- [Exercise]:
In the travelogue below, from which hamlet was the second 2019 AACCRE trip mainly based?

Our second AACCRE trip in 2019 was quite an adventure into the Canadian High Arctic, based mainly from the hamlet of Aujuittuq (Grise Fiord), as well as a lesson in Arctic field logistics! Fortunately we had great support from Blackfeather and the Flight Centre…excellent resources and highly recommended for remote travel. Our basic travelogue is below, with images to supplement what we observed and accomplished. For traveling in this part of the High Arctic it is essential to get travel interruption insurance!

Day 1: travel from U.S. to Ottawa

  • uneventful travel day but good to get all six of us together and into Canada with gear and luggage (that didn’t last unfortunately at least for luggage!)
  • after checking into a local hotel I returned to the airport to meet up with a University of Ottawa collaborator (Luke Copland; one of leading glacier scientists in Canada) to discuss future High Arctic plans – airports are increasingly the place to meet for remote travelers;)

Day 2: travel from Ottawa north into Nunavut

  • the day started OK from Ottawa airport but there were early signals of potential problems
  • while checking in at airport we saw a large group also checking in – this group was heading to Greenland via Iqaluit to start a NW passage cruise (one of the lecturers on the cruise was UBC Prof Lee Groat – best mineralogist in Canada and great person; it was fantastic getting a chance to visit with him in Ottawa airport briefly!); little did we know that one of our bags was going to end up going through the passage via ship instead of with us!

- [Data extract]:
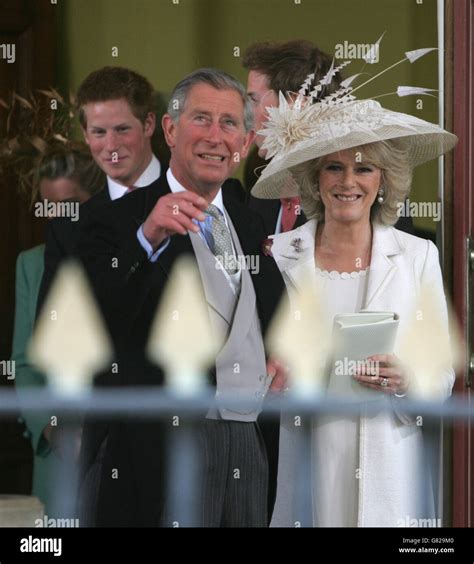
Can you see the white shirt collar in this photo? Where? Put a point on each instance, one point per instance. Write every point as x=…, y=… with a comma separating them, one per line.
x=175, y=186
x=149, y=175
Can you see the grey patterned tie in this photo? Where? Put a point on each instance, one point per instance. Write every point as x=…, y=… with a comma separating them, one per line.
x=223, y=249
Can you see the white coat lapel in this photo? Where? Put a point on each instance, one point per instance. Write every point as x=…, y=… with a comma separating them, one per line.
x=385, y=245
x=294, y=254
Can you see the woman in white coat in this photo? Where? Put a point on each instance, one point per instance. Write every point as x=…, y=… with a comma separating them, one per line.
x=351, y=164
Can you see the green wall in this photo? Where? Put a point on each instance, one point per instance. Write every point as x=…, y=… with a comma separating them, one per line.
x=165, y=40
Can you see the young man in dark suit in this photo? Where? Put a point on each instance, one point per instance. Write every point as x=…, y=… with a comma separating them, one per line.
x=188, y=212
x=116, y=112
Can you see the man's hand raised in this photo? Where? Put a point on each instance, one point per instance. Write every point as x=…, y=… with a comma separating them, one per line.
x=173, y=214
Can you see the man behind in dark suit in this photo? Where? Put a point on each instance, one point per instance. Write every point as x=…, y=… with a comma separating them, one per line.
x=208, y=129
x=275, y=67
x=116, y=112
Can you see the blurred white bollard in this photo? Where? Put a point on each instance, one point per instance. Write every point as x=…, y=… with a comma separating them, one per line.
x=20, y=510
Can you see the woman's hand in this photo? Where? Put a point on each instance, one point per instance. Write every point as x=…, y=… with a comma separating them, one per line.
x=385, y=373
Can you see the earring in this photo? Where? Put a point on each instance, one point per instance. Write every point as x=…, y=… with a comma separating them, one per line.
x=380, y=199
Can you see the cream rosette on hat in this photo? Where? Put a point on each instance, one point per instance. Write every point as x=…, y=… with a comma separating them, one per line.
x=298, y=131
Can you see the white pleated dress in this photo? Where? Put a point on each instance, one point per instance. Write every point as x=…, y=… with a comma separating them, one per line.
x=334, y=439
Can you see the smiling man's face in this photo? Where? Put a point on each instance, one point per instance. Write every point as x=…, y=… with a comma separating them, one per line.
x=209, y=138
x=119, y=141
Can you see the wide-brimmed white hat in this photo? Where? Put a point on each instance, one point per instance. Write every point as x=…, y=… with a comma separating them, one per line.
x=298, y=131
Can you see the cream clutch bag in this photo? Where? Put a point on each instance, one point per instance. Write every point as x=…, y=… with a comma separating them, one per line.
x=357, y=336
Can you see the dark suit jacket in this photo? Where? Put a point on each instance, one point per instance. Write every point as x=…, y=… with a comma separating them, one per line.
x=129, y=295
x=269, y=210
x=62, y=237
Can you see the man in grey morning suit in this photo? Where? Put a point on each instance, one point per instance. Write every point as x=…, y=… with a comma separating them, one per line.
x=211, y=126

- [Response below]:
Aujuittuq (Grise Fiord)